═════ Extract provided

The Geberts and the bankruptcy trustee entered into a settlement agreement and release with Steward and TAS that bars all "known or unknown" "cause[s] of action," "claim[s]," and "suits" among the parties. Settlement Agreement and Release ¶ 4. The terms of the agreement clearly preclude the Geberts' qui tam claim. The Geberts, however, argue that the enforcement of a pre-filing release of a qui tam claim is against public policy because the release was executed without the United States' knowledge or consent and because the Geberts are not the real party in interest.5 Specifically, they argue that the District Court should have followed the Ninth Circuit's holding in United States v. Northrop Corp., 59 F.3d 953, 963-69 (9th Cir. 1995), cert. denied, 518 U.S. 1018 (1996), that a qui tam action survives a general settlement and release for public policy reasons. In Northrop, the court looked to the text and legislative history of the FCA to determine whether a relator had authority to settle a qui tam claim before it is filed. The text of the statute and the legislative history were silent on the issue. The court then sought a federal common law rule that would dictate an answer and turned to the balancing test of Town of Newton v. Rumery, 480 U.S. 386 (1987), and a subsequent case that applied Rumery, Davies v. Grossmont Union High School District, 930 F.2d 1390, 1396 (9th Cir.), cert. denied, 501 U.S. 1252 (1991).


The Supreme Court in Rumery held enforceable an agreement by which a prosecutor agreed to waive criminal charges against a defendant if the defendant agreed to drop his civil rights claims against the prosecutor. The Court employed a balancing test to weigh the competing interests and concluded that only private rights were affected by the agreement and that there was no broad public interest that outweighed Rumery's decision to enter into the agreement. For our purposes here, the importance of Rumery is the balancing test that the Court used to analyze the agreement. "[A] promise [will be found] unenforceable if the interest in its enforcement is outweighed in the circumstances by a public policy harmed by enforcement of the agreement." 480 U.S. at 392.

══════════
═════ Data entries

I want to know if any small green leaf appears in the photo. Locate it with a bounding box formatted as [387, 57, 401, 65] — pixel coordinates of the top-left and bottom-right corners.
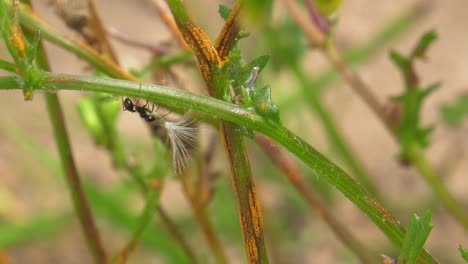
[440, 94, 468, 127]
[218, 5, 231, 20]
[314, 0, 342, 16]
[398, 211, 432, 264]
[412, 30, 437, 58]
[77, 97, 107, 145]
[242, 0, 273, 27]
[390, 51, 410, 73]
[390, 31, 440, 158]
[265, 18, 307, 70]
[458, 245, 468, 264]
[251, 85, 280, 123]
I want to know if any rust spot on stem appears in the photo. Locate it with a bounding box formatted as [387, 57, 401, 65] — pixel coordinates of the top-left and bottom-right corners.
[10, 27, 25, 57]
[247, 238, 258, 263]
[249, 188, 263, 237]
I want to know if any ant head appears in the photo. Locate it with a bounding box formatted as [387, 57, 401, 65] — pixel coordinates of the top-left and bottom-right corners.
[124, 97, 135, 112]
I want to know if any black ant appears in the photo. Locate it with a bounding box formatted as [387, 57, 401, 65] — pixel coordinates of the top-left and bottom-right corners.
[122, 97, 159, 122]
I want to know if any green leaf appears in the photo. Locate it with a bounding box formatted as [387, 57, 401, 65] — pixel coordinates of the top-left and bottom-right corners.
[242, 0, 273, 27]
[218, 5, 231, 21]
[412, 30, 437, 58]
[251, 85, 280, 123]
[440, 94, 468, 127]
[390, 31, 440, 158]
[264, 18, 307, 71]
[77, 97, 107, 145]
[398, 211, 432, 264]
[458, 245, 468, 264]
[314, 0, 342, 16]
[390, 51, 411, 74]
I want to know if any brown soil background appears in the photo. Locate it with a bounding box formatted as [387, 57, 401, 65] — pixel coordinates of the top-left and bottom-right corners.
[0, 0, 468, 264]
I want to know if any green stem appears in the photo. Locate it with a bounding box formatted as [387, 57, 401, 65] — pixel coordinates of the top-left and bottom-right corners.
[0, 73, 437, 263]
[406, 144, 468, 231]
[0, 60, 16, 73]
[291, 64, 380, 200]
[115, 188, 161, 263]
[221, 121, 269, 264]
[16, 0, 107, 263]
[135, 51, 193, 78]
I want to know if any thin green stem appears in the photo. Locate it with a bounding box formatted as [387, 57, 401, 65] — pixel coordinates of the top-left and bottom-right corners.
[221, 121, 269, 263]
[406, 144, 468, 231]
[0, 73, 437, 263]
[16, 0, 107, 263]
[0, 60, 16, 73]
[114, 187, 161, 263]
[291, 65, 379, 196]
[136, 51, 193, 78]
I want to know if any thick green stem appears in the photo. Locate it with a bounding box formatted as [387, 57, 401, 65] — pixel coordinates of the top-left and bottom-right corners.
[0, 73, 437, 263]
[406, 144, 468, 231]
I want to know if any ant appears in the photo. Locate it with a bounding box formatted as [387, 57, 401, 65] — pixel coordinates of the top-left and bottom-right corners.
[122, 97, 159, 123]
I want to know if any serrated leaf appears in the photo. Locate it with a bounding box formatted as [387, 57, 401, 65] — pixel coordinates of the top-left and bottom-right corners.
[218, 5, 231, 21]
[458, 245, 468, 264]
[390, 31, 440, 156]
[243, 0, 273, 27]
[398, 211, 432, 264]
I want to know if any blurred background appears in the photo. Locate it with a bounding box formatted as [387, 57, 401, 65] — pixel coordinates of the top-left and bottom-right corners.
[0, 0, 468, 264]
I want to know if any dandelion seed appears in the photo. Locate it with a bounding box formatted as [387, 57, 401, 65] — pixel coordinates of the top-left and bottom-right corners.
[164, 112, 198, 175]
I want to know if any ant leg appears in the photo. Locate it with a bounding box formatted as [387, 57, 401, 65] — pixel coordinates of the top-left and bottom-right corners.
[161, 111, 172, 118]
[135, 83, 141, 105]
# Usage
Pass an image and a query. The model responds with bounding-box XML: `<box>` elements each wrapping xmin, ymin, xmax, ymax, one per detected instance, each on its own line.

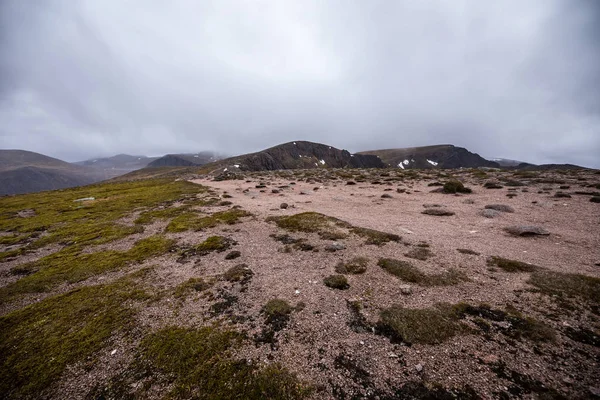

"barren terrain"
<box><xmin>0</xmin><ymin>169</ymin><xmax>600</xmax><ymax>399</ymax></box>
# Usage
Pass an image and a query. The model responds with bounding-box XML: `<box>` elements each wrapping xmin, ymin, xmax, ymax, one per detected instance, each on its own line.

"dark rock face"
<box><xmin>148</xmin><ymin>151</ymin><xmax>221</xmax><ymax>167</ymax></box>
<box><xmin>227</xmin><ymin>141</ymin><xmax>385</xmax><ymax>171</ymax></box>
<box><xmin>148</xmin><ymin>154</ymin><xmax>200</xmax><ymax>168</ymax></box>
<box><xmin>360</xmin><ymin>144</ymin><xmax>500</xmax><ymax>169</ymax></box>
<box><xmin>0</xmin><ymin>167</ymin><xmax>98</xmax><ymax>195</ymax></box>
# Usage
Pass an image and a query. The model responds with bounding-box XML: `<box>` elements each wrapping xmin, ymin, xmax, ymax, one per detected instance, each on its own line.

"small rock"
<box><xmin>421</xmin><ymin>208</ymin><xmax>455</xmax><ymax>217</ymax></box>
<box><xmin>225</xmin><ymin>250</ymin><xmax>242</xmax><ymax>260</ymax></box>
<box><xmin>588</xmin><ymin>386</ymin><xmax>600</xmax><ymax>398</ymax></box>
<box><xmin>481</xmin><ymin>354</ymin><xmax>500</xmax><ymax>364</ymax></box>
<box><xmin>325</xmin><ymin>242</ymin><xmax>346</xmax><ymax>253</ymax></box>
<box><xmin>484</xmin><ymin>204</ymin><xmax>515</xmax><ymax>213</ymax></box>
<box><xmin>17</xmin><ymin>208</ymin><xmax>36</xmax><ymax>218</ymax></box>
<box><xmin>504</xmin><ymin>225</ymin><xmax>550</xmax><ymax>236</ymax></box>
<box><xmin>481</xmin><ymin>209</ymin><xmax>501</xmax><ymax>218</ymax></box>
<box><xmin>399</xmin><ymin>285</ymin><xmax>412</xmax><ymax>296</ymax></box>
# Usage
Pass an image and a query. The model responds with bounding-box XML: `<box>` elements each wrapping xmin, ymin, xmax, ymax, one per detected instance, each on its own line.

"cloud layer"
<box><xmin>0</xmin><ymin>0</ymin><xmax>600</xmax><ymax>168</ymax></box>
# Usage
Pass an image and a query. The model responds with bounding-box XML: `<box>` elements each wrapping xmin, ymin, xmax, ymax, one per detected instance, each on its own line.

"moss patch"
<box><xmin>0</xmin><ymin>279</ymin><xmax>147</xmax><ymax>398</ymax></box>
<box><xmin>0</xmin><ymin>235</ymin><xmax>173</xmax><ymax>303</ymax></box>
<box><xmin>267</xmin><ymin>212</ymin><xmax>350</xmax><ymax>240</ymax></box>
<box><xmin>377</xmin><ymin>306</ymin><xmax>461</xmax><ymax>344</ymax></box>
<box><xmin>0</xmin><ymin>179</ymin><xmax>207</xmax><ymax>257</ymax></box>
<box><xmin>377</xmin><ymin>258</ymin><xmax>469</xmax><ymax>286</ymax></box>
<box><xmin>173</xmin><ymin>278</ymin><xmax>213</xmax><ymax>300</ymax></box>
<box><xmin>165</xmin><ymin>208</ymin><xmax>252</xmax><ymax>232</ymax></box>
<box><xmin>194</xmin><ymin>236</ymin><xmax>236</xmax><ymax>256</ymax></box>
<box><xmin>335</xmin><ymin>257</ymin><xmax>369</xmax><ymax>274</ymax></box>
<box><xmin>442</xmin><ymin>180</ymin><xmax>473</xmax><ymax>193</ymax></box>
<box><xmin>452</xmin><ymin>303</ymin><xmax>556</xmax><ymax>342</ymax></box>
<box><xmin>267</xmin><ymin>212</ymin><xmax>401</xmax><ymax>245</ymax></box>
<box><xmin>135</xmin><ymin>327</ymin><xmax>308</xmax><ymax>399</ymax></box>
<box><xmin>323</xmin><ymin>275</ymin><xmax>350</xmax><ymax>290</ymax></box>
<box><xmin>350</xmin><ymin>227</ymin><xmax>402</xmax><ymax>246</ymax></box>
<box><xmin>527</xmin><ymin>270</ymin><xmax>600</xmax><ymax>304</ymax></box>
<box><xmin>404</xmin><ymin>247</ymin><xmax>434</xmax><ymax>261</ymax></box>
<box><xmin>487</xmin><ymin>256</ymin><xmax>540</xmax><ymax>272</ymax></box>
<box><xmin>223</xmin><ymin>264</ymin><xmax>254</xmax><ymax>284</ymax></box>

══════════
═════ Data entries

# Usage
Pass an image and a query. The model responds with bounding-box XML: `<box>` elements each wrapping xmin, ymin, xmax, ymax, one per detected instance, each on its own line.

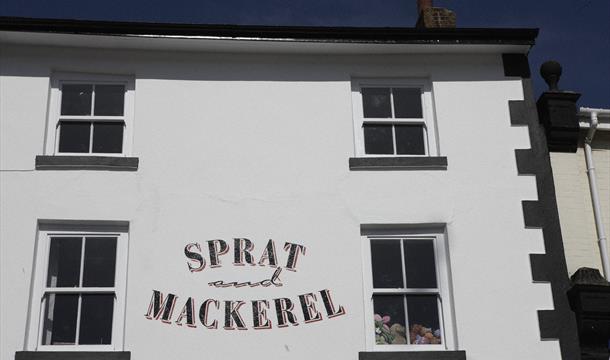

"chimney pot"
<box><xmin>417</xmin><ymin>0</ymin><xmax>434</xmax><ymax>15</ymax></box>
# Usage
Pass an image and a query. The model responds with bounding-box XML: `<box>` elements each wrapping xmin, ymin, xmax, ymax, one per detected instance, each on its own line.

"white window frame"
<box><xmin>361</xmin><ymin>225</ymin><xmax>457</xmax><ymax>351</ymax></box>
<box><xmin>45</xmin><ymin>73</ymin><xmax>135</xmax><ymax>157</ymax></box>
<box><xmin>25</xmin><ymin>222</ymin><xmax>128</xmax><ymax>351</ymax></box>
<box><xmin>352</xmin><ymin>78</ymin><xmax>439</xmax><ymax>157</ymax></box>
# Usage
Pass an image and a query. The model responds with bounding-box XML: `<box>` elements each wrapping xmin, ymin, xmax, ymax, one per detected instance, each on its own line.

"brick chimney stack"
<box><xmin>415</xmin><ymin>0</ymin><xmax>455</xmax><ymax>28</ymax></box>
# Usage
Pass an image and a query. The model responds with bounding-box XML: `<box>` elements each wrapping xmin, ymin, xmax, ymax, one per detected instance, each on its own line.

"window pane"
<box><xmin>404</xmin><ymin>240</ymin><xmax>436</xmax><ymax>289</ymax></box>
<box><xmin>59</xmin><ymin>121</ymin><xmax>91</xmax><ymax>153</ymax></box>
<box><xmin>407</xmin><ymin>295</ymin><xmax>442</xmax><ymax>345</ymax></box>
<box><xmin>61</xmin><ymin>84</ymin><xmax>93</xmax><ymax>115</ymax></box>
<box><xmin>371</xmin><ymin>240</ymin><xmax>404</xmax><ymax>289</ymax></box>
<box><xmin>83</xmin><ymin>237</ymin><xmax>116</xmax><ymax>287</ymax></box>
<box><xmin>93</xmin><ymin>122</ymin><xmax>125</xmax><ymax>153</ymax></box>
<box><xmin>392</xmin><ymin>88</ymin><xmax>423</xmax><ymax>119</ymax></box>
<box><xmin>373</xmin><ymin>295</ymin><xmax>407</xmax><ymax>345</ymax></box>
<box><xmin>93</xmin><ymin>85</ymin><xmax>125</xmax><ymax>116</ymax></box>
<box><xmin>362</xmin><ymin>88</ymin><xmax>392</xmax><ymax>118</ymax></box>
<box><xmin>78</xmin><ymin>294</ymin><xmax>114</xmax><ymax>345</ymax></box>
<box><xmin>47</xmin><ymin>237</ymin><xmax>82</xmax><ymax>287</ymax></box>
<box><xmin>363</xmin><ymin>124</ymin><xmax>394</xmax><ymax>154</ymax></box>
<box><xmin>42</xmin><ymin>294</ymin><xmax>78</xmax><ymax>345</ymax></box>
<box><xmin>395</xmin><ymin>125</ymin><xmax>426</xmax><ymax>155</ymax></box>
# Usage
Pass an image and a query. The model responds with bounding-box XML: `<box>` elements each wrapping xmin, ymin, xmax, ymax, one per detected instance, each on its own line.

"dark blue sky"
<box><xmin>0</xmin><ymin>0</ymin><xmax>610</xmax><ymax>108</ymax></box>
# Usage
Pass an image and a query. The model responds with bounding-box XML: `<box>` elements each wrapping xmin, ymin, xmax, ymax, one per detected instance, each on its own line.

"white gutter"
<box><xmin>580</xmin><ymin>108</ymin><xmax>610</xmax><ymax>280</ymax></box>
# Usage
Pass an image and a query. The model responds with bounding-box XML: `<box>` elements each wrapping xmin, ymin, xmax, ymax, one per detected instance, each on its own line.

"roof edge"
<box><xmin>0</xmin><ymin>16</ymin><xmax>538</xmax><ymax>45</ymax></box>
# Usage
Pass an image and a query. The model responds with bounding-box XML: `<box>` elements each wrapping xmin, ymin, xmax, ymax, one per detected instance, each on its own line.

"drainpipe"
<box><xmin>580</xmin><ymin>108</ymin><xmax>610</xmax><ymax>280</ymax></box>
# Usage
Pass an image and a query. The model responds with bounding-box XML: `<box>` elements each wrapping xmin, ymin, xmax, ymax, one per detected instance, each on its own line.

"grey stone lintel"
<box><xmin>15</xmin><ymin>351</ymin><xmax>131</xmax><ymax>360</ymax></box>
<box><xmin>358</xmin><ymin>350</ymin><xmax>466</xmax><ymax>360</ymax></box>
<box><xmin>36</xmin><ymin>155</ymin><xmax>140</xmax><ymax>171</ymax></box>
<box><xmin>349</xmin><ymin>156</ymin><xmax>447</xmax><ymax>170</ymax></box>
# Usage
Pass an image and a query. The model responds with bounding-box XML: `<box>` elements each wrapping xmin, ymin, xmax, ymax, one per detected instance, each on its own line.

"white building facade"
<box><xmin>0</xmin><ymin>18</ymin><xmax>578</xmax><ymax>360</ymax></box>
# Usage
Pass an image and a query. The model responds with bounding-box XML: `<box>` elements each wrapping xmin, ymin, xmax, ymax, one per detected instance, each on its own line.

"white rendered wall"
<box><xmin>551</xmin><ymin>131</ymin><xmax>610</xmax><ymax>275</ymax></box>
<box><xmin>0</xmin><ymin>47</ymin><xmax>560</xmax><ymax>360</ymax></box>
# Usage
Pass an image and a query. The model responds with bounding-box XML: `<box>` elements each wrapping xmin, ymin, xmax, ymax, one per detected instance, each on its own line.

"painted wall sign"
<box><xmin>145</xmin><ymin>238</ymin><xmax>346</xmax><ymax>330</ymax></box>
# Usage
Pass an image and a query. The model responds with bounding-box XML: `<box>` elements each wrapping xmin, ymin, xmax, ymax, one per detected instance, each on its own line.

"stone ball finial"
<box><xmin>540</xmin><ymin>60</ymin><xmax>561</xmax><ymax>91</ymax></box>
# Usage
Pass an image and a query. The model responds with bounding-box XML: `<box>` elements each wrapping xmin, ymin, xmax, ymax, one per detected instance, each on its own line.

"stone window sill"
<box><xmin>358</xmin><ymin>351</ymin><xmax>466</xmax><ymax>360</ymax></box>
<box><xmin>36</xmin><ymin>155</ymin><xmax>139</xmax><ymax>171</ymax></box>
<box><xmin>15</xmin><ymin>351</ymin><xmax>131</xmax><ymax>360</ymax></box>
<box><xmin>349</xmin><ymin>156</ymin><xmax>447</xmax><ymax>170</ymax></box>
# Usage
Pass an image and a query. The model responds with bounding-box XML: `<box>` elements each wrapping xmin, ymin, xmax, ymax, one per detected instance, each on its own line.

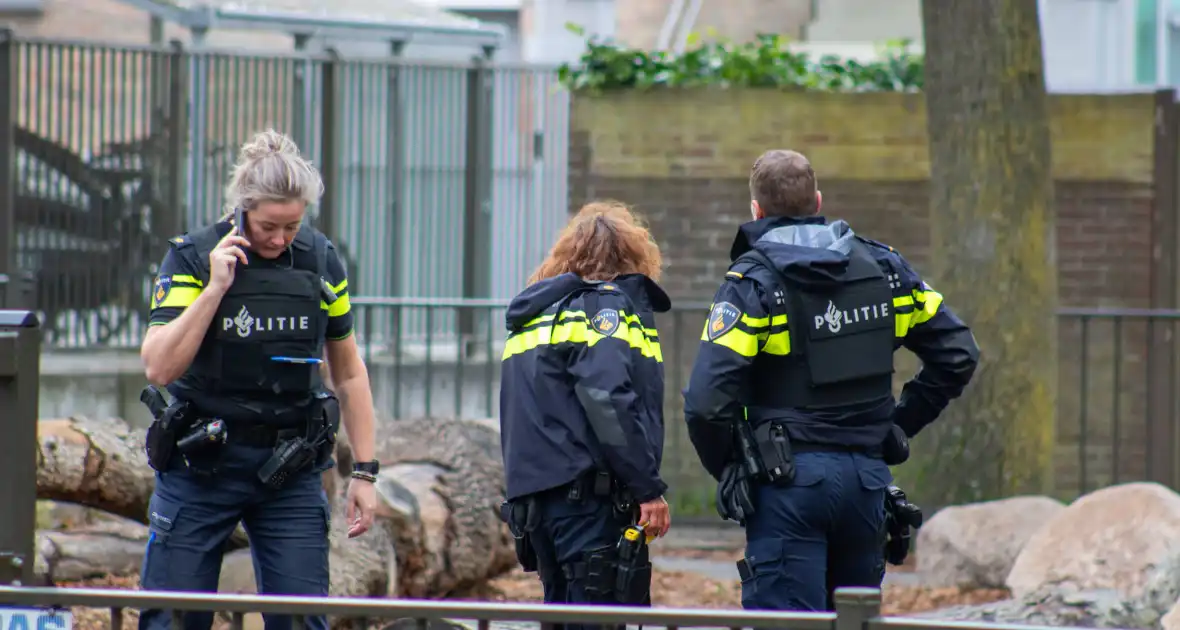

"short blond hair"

══════════

→ Given task
Reproduce the stretch of the qui tam release passage from "The Supreme Court" through "U.S. at 392.".

→ The completed task
The Supreme Court in Rumery held enforceable an agreement by which a prosecutor agreed to waive criminal charges against a defendant if the defendant agreed to drop his civil rights claims against the prosecutor. The Court employed a balancing test to weigh the competing interests and concluded that only private rights were affected by the agreement and that there was no broad public interest that outweighed Rumery's decision to enter into the agreement. For our purposes here, the importance of Rumery is the balancing test that the Court used to analyze the agreement. "[A] promise [will be found] unenforceable if the interest in its enforcement is outweighed in the circumstances by a public policy harmed by enforcement of the agreement." 480 U.S. at 392.